(Brief): Copy out the lines below that hold the word "orange".

Data for review Start Marker

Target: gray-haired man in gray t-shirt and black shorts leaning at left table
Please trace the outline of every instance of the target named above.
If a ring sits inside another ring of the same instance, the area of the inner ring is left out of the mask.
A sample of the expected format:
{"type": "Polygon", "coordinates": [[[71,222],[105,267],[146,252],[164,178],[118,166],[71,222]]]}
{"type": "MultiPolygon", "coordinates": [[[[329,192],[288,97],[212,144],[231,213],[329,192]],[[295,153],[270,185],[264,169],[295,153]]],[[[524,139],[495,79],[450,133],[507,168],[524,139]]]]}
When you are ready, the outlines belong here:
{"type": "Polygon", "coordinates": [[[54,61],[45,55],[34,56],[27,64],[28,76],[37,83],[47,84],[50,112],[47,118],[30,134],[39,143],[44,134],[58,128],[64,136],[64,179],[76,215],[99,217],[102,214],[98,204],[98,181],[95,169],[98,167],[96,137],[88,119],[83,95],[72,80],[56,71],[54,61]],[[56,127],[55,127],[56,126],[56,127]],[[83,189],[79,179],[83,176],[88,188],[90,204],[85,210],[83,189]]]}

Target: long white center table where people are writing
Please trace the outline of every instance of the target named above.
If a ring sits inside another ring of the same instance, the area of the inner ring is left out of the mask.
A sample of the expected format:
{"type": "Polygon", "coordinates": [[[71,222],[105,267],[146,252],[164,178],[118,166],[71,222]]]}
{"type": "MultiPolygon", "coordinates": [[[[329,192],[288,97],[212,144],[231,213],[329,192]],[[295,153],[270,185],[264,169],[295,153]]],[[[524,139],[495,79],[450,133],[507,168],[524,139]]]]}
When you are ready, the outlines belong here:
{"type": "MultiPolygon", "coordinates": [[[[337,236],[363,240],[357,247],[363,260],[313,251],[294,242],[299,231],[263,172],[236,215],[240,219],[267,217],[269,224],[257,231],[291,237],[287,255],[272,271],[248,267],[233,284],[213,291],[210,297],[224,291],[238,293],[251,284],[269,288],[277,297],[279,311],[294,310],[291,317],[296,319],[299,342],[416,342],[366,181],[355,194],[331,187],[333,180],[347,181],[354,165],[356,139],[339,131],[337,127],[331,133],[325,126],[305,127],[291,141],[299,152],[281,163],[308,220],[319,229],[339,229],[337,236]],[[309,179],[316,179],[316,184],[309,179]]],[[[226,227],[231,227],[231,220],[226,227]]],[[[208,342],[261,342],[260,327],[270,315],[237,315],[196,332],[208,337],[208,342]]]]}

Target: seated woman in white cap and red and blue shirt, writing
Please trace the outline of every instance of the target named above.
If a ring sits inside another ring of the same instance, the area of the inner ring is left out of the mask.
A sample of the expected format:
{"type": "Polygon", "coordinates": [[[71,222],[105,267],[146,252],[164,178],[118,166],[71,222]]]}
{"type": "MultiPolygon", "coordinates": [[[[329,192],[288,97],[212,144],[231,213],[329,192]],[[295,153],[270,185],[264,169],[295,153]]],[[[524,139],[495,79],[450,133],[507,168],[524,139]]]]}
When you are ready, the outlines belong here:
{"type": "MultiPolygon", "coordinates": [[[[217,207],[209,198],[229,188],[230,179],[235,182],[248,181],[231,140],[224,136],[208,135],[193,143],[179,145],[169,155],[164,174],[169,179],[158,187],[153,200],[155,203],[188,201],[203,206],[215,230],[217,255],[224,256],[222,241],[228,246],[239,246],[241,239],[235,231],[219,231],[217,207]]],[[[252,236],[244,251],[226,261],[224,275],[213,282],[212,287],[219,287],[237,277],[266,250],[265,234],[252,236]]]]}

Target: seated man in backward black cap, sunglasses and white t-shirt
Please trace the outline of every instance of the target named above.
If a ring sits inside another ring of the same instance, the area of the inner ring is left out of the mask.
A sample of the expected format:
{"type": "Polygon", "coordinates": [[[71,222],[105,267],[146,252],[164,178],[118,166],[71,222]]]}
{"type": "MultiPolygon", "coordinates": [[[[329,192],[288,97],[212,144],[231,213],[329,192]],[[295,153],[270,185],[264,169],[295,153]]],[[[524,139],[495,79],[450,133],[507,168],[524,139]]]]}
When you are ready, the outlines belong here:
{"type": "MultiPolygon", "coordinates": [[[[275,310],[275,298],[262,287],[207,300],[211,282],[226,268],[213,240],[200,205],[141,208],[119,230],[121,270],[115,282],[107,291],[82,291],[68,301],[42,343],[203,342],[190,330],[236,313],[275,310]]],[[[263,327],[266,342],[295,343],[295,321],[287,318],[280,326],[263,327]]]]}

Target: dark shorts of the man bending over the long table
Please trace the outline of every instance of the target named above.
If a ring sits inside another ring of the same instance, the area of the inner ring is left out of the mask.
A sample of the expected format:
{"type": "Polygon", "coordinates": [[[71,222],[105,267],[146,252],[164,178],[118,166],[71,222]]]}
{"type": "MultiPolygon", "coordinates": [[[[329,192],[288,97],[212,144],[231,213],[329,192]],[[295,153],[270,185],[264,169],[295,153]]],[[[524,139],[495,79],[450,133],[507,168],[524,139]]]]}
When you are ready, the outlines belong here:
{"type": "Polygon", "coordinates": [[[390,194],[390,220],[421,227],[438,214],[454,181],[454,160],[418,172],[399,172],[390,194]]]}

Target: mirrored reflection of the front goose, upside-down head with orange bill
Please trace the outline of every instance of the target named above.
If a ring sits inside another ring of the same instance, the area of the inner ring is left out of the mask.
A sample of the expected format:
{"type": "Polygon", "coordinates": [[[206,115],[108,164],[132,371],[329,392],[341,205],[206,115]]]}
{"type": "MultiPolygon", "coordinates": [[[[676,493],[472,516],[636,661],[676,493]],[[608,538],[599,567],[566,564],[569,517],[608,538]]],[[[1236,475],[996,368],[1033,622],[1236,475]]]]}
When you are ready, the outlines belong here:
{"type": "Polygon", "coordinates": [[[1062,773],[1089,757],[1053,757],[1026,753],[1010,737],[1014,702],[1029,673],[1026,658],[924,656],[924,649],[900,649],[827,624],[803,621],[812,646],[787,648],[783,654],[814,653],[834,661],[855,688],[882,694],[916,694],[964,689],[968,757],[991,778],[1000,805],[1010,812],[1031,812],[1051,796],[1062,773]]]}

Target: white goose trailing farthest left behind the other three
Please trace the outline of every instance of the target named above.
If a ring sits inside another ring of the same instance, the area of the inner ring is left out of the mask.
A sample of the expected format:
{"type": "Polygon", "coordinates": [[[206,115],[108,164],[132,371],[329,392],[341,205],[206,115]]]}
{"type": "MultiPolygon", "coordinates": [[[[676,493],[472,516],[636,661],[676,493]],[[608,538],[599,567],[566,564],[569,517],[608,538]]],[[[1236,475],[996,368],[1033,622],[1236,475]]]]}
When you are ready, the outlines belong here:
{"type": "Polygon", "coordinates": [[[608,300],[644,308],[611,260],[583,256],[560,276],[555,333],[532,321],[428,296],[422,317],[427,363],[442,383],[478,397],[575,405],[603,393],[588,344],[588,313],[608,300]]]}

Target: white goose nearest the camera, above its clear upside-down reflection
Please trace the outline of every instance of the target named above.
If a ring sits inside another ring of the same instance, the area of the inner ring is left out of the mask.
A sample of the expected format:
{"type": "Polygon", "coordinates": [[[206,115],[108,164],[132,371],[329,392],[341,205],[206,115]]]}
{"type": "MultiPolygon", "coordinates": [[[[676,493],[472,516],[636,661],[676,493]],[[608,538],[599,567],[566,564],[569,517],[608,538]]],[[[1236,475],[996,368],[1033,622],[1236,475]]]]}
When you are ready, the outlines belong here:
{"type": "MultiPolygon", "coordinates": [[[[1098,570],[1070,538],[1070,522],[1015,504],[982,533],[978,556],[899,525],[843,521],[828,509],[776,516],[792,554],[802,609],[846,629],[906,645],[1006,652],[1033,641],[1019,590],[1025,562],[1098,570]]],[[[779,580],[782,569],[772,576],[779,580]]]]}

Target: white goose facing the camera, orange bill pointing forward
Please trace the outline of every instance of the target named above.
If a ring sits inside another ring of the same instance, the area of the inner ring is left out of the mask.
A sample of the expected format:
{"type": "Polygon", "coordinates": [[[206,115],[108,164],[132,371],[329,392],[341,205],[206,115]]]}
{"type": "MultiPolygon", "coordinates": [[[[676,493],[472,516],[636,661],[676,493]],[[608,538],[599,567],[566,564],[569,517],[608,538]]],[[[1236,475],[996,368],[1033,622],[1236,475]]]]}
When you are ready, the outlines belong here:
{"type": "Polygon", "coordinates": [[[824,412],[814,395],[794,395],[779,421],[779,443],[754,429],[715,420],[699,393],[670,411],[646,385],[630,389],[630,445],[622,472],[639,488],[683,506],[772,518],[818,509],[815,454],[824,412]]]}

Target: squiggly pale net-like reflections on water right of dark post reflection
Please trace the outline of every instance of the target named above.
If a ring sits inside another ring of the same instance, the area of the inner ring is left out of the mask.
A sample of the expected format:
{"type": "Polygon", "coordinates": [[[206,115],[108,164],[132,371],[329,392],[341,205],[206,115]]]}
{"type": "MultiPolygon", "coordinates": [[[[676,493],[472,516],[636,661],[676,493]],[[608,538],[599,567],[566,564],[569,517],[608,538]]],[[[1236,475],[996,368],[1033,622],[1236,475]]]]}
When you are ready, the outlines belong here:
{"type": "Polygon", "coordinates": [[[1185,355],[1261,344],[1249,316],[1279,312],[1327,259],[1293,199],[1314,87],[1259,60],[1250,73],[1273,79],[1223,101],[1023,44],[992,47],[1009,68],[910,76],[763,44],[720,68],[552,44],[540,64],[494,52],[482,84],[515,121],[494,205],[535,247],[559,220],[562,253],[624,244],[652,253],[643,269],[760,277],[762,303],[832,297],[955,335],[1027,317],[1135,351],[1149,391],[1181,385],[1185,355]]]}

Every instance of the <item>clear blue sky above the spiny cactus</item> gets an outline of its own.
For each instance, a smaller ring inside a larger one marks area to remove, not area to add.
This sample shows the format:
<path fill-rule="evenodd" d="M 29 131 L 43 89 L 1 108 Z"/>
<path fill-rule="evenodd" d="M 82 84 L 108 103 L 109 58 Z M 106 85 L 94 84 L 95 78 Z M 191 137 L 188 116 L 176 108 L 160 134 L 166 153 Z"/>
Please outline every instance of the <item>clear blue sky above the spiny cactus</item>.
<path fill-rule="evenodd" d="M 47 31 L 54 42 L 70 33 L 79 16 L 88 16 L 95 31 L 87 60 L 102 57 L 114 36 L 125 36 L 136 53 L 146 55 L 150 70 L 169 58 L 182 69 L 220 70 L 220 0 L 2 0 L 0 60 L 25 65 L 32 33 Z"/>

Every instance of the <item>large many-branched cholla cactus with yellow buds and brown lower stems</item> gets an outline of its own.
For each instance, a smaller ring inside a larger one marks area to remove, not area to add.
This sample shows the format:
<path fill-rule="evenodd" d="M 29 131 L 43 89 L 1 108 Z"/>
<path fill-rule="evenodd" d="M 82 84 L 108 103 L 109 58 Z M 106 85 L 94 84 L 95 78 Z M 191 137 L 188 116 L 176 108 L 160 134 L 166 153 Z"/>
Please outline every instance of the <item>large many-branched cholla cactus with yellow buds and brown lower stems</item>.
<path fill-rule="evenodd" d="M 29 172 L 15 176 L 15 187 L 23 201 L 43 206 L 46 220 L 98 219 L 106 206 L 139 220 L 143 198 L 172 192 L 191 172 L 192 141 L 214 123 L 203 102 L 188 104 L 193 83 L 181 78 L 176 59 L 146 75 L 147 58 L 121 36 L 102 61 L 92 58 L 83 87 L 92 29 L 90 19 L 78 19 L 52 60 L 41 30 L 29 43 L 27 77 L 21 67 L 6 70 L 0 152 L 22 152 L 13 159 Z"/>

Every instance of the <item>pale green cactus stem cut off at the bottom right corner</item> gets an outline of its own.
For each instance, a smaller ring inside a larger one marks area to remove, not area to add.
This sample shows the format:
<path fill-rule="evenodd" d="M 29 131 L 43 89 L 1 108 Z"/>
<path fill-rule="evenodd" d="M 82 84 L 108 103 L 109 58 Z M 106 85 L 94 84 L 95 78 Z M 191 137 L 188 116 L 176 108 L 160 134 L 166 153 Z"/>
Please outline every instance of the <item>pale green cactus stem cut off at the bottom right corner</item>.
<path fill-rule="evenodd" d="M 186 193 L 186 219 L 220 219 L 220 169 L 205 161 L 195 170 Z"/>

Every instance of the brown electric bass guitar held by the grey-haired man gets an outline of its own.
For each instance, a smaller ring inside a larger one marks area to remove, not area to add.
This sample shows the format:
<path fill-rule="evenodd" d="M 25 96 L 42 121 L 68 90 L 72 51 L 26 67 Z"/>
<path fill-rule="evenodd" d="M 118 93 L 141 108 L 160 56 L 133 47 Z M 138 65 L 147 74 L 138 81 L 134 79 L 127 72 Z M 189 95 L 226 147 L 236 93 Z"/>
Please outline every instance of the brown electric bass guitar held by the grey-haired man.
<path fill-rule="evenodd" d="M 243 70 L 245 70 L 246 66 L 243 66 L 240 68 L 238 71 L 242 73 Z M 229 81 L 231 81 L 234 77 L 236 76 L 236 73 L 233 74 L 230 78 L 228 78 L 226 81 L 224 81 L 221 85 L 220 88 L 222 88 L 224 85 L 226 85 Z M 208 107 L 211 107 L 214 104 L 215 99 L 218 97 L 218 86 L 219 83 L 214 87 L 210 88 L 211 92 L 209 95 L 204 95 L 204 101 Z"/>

Data for review End Marker

(Result below):
Target: mirrored reflection of the front goose, upside-down head with orange bill
Target: white goose facing the camera, orange bill pointing forward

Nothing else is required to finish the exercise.